Directions for this task
All that is needed is the line containing "Where can the orange" together with each line after it, transcribed exactly to the end of the records.

Material for this exercise
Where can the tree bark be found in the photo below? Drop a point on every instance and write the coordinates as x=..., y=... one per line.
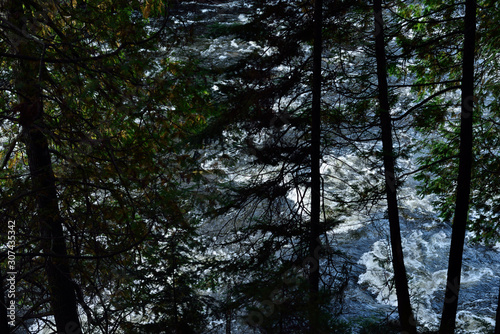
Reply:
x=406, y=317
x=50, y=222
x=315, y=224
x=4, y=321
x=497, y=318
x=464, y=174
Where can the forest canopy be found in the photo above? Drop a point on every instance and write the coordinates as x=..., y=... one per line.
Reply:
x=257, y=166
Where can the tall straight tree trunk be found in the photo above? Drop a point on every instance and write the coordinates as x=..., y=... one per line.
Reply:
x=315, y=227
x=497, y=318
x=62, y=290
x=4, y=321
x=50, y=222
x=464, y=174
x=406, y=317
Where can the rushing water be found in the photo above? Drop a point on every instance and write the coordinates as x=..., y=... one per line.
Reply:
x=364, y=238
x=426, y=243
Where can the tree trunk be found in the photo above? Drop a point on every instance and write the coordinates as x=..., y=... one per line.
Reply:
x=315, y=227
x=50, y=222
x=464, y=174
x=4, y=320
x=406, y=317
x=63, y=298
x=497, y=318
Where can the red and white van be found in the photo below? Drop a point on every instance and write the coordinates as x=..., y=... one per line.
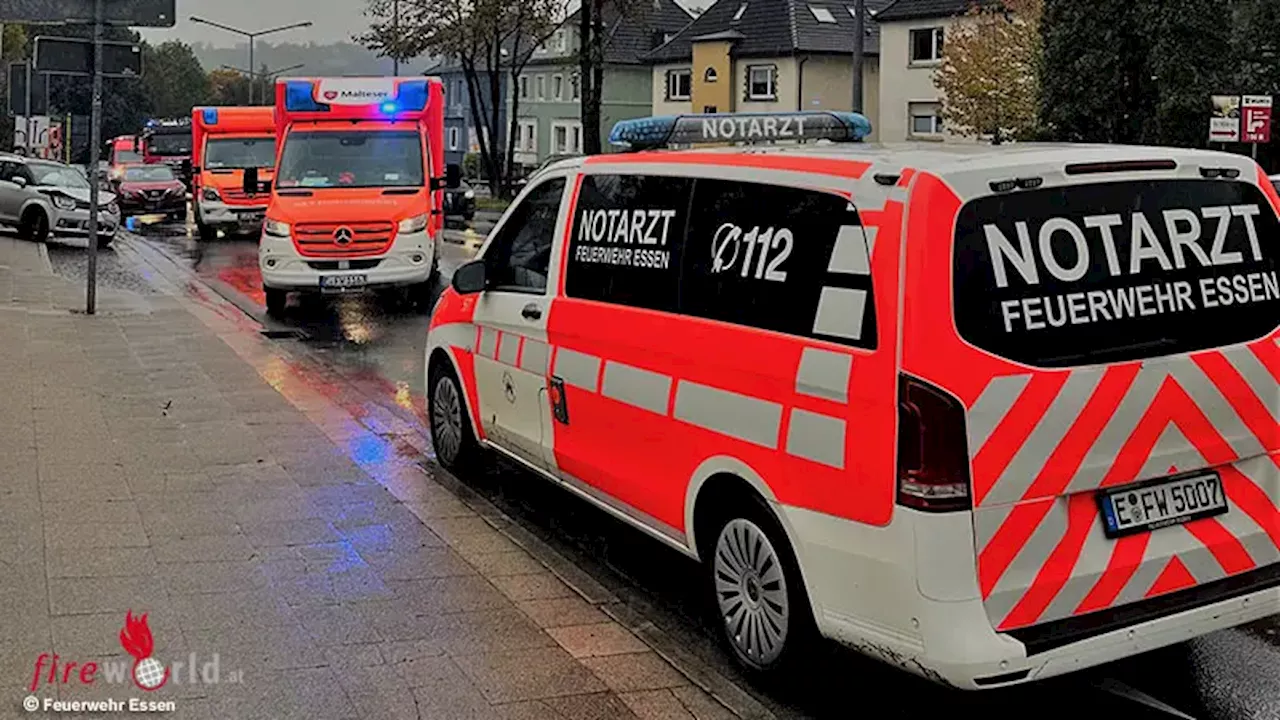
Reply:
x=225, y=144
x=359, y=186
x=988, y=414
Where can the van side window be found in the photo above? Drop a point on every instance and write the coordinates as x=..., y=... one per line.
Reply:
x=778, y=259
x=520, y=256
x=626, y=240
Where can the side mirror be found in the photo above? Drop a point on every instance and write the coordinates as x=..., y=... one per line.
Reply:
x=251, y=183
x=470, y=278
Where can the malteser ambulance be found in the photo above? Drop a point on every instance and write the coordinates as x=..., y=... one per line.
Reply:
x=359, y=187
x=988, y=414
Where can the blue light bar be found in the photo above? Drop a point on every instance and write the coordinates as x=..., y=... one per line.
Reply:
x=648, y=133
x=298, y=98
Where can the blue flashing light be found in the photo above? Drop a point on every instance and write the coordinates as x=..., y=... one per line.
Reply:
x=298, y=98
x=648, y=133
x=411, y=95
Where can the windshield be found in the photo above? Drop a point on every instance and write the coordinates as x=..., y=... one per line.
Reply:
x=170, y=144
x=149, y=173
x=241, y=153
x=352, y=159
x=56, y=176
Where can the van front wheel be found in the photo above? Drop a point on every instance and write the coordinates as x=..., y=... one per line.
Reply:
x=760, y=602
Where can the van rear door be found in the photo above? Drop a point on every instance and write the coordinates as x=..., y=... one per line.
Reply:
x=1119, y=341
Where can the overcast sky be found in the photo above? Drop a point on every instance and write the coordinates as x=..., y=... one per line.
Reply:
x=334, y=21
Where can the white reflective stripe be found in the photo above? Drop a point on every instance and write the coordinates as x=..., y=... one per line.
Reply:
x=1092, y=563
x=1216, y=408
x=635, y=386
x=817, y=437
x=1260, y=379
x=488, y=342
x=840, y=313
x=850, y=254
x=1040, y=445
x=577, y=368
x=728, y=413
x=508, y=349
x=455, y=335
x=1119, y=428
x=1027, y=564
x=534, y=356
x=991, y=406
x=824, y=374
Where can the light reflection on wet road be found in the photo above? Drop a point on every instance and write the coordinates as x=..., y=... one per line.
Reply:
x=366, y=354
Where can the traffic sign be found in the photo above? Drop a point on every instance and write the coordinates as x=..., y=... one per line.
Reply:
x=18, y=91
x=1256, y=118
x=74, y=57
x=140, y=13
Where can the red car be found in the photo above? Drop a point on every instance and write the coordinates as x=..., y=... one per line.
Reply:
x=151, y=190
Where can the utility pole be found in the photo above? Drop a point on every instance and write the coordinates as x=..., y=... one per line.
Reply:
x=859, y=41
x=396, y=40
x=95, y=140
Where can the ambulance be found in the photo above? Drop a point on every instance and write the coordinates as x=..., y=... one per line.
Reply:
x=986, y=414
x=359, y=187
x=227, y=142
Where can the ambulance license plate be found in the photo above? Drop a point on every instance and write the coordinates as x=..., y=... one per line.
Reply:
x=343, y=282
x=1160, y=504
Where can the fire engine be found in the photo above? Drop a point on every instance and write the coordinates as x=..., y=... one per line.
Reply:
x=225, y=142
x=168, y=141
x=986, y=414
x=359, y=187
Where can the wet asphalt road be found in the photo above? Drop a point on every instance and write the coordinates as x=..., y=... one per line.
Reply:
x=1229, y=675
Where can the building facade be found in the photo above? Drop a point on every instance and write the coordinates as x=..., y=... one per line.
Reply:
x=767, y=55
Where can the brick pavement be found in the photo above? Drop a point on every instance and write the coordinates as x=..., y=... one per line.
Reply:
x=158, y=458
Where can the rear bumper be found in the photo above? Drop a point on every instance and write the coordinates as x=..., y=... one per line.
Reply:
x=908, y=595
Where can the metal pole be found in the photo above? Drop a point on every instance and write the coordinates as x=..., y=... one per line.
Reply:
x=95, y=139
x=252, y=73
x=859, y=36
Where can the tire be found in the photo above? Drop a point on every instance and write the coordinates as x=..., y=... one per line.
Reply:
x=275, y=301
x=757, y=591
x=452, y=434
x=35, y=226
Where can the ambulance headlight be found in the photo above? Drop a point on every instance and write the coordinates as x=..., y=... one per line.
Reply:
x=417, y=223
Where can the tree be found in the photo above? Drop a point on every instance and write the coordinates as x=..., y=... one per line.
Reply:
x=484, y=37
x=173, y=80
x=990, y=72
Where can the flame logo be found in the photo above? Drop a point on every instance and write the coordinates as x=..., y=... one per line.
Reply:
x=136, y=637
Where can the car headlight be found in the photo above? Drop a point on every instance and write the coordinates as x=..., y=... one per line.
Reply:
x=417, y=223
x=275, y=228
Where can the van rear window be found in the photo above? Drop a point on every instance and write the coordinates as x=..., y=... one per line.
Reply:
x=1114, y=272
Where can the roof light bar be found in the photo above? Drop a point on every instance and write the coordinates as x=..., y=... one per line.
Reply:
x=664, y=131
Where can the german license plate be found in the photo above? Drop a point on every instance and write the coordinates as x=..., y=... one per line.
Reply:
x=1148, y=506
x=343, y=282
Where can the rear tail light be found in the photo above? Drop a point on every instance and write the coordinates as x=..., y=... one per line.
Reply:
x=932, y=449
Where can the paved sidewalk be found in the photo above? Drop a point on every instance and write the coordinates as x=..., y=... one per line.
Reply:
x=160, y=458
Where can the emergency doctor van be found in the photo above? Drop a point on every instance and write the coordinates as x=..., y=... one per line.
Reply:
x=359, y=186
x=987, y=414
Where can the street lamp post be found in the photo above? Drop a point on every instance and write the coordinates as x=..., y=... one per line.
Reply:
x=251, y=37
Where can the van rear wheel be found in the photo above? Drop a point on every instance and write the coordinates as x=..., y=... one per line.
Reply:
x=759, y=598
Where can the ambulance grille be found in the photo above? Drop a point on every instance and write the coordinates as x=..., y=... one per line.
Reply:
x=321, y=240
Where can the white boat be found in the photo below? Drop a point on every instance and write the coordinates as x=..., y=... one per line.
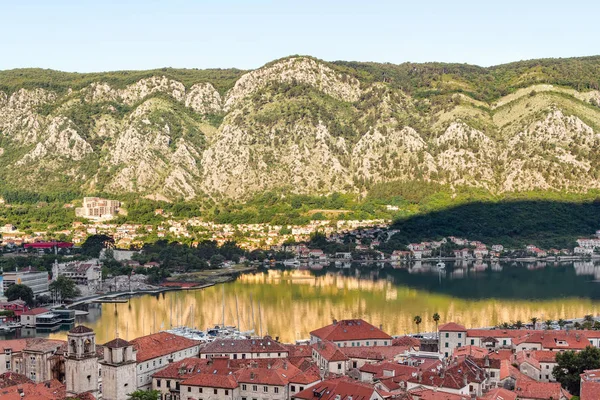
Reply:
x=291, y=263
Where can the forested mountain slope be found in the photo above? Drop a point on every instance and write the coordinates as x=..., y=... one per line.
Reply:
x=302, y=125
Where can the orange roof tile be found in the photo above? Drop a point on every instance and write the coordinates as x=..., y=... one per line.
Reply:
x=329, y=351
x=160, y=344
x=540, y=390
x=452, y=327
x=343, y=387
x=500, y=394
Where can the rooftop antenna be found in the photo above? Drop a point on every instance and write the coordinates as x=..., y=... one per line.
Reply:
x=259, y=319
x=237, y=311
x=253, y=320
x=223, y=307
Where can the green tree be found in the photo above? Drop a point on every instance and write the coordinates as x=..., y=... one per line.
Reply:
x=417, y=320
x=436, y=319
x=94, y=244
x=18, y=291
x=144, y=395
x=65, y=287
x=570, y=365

Exercise response
Where can the orange roof tile be found in the photo above? Drop a point on every instance and write the coordinates as x=..., y=... one per line.
Reply:
x=329, y=351
x=160, y=344
x=540, y=390
x=452, y=327
x=343, y=387
x=500, y=394
Where can the rooftop antenna be found in the photo above? Drop a point on every instance and write the coordinates as x=..., y=... one per line.
Reply:
x=259, y=319
x=237, y=311
x=253, y=320
x=223, y=307
Where can the green tree be found in the photo above? Drop a point on every instance and write the coordinates as x=..., y=... one per line.
Reply:
x=417, y=320
x=436, y=319
x=94, y=244
x=18, y=291
x=144, y=395
x=65, y=287
x=570, y=365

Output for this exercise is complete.